■ Exercise directions
Copy the records below exactly as they are written.

**** Data for review ****

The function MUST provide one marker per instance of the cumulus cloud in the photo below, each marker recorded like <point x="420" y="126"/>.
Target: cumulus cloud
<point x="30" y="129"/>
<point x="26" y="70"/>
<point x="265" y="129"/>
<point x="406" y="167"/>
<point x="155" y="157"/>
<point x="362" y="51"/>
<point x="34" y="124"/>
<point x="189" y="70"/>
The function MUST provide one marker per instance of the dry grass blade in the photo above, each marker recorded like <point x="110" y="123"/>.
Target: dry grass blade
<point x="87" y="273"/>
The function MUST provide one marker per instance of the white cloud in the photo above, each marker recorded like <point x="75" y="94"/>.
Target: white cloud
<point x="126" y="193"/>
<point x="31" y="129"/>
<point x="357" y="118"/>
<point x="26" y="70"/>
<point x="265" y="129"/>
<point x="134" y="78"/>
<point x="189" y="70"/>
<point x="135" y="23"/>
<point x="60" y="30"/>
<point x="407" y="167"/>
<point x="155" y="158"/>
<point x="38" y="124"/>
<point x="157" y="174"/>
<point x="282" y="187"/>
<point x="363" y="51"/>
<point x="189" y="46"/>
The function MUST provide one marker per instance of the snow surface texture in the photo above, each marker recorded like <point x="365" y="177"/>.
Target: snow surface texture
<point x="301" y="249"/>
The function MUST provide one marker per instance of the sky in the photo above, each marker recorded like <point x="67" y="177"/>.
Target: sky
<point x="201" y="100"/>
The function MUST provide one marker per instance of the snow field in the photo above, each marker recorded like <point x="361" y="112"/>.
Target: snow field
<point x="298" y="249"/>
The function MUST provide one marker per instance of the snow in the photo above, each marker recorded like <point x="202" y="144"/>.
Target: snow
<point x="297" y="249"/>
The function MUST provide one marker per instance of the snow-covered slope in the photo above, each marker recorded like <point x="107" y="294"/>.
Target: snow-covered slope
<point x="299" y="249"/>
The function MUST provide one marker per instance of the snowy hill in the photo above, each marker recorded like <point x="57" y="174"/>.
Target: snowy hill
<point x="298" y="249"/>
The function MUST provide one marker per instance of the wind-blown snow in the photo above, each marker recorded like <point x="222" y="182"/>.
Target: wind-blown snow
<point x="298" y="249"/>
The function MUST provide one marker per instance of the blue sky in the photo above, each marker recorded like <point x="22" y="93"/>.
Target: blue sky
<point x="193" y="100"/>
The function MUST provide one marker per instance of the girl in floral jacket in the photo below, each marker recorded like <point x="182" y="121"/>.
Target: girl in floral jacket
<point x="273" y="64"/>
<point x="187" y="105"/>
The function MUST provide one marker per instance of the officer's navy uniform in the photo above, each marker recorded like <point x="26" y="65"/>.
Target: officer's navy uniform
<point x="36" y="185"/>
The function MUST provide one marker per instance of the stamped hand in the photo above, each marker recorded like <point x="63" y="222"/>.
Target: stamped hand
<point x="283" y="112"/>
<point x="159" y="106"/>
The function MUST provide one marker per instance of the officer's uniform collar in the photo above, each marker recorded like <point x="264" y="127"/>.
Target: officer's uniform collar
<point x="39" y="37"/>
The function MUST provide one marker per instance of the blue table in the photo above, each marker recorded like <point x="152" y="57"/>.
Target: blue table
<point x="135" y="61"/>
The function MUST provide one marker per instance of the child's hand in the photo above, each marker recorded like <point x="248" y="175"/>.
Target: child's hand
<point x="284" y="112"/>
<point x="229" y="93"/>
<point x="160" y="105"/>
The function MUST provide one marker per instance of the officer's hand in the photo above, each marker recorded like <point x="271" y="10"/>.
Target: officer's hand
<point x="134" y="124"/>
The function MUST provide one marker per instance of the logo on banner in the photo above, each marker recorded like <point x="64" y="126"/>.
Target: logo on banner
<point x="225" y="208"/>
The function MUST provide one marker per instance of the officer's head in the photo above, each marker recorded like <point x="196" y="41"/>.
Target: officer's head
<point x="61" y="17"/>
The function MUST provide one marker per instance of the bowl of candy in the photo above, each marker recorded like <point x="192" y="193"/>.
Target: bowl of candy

****

■ Response below
The function MUST provide one marker per instance of the cumulus cloud in the photo below, each marker recorded like <point x="420" y="126"/>.
Target: cumulus cloud
<point x="30" y="129"/>
<point x="26" y="70"/>
<point x="265" y="129"/>
<point x="406" y="167"/>
<point x="155" y="157"/>
<point x="362" y="51"/>
<point x="34" y="124"/>
<point x="189" y="70"/>
The function MUST provide one marker per instance of the dry grass blade in the photo above, each marker recorded like <point x="110" y="123"/>.
Target: dry grass blade
<point x="87" y="273"/>
The function MUST provide one marker per instance of the white cloud in the photo above, each marker recorded like <point x="75" y="94"/>.
Target: white cloud
<point x="126" y="193"/>
<point x="31" y="129"/>
<point x="357" y="118"/>
<point x="26" y="70"/>
<point x="265" y="129"/>
<point x="134" y="78"/>
<point x="189" y="70"/>
<point x="135" y="23"/>
<point x="60" y="30"/>
<point x="407" y="167"/>
<point x="155" y="158"/>
<point x="38" y="124"/>
<point x="157" y="174"/>
<point x="282" y="187"/>
<point x="363" y="51"/>
<point x="189" y="46"/>
The function MUST provide one marker per instance of the snow surface texture in the photo above, each marker recorded like <point x="365" y="177"/>.
Target: snow surface texture
<point x="301" y="249"/>
The function MUST provide one marker per instance of the sky in the photo above, each marker recorded like <point x="67" y="177"/>.
Target: sky
<point x="201" y="100"/>
The function MUST provide one marker per instance of the snow field in the photo above, each marker recorded like <point x="361" y="112"/>.
Target: snow field
<point x="298" y="249"/>
The function MUST provide one marker per instance of the snow in the photo above, each marker recorded like <point x="202" y="144"/>.
Target: snow
<point x="297" y="249"/>
The function MUST provide one marker per instance of the snow-covered slope in the photo above, each marker recorded like <point x="107" y="294"/>.
Target: snow-covered slope
<point x="299" y="249"/>
The function MUST provide one marker per instance of the snowy hill in the photo above, each marker recorded like <point x="57" y="174"/>.
Target: snowy hill
<point x="298" y="249"/>
The function MUST provide one marker per instance of the wind-blown snow in the photo above, each marker recorded like <point x="222" y="182"/>.
Target: wind-blown snow
<point x="298" y="249"/>
The function MUST provide one marker per instance of the blue sky in the photo above, each marker recorded like <point x="22" y="93"/>.
Target: blue sky
<point x="193" y="100"/>
The function MUST provide one marker per instance of the girl in floral jacket in the photo below, each marker recorded like <point x="182" y="121"/>.
Target: girl in floral jacket
<point x="273" y="64"/>
<point x="187" y="105"/>
The function MUST provide one marker per instance of the officer's navy uniform in the photo above, each marker recorded like <point x="26" y="65"/>.
Target: officer's navy uniform
<point x="36" y="185"/>
The function MUST provide one marker per instance of the stamped hand in the photo above, each marker recorded like <point x="63" y="222"/>.
Target: stamped hand
<point x="283" y="112"/>
<point x="159" y="106"/>
The function MUST provide one marker per instance of the officer's uniform collar in the photo above, each marker recorded like <point x="264" y="127"/>.
Target: officer's uniform collar
<point x="39" y="37"/>
The function MUST provide one marker per instance of the blue table in the photo above, each marker recorded like <point x="152" y="57"/>.
Target: blue table
<point x="135" y="61"/>
The function MUST provide one marker per instance of the child's hand in the photo above, each marker recorded like <point x="248" y="175"/>.
Target: child's hand
<point x="284" y="112"/>
<point x="229" y="93"/>
<point x="160" y="105"/>
The function MUST provide one marker per instance of the officer's hand in the photo above, each marker recorded like <point x="271" y="10"/>.
Target: officer's hand
<point x="134" y="124"/>
The function MUST provide one marker per instance of the logo on banner in the photo above, each marker recorded like <point x="64" y="126"/>.
Target: logo on banner
<point x="225" y="208"/>
The function MUST provide one marker per instance of the officer's head in the photo above, each marker recorded like <point x="196" y="41"/>.
Target: officer's head
<point x="61" y="17"/>
The function MUST provide one marker per instance of the bowl of candy in the photo above, each marker recorded like <point x="192" y="193"/>.
Target: bowl of candy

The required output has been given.